Segment Open

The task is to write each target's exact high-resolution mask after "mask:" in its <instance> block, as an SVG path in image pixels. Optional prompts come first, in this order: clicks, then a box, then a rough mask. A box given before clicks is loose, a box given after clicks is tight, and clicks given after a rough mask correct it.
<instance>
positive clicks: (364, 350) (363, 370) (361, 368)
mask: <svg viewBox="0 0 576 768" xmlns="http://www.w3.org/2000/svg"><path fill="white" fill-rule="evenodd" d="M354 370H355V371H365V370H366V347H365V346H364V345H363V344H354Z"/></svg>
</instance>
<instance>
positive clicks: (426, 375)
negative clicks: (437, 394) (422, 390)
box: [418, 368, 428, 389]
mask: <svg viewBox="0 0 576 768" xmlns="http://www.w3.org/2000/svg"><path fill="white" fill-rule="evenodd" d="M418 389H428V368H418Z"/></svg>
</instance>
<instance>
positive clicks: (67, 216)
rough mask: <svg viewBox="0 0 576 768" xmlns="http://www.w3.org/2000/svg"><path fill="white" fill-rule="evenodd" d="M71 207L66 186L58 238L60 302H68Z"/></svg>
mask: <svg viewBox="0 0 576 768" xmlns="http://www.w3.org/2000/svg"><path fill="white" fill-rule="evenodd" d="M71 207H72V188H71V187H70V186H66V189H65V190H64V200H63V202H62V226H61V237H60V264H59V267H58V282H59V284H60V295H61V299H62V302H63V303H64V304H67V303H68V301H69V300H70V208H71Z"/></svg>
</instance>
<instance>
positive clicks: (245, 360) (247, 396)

Segment Closed

Activity ->
Rewrite the listing above in full, substituting "foreground clicks" for every occurrence of "positive clicks" and leaving all other text unchanged.

Answer section ->
The task is to write each target's exact high-resolution mask after "mask:" in its <instance> block, as an SVG path in image pixels. Optional prompts come first, in this order: clicks, then a box, then a rough mask. A box given before clicks is loose, a box given after clicks is tight, and clicks given after a rough mask correct it.
<instance>
foreground clicks: (364, 350) (363, 370) (361, 368)
mask: <svg viewBox="0 0 576 768" xmlns="http://www.w3.org/2000/svg"><path fill="white" fill-rule="evenodd" d="M354 370H355V371H365V370H366V347H365V346H364V345H363V344H354Z"/></svg>
</instance>
<instance>
foreground clicks: (426, 375)
negative clicks: (437, 394) (422, 390)
box: [418, 368, 428, 389]
mask: <svg viewBox="0 0 576 768" xmlns="http://www.w3.org/2000/svg"><path fill="white" fill-rule="evenodd" d="M418 389H428V368H418Z"/></svg>
</instance>
<instance>
foreground clicks: (67, 216)
rough mask: <svg viewBox="0 0 576 768" xmlns="http://www.w3.org/2000/svg"><path fill="white" fill-rule="evenodd" d="M71 207L66 186L58 238L60 302H68Z"/></svg>
mask: <svg viewBox="0 0 576 768" xmlns="http://www.w3.org/2000/svg"><path fill="white" fill-rule="evenodd" d="M71 207H72V188H71V187H70V186H66V189H65V190H64V200H63V202H62V226H61V237H60V264H59V267H58V282H59V284H60V295H61V299H62V302H63V303H64V304H67V303H68V301H69V300H70V208H71Z"/></svg>
</instance>
<instance>
foreground clicks: (245, 360) (247, 396)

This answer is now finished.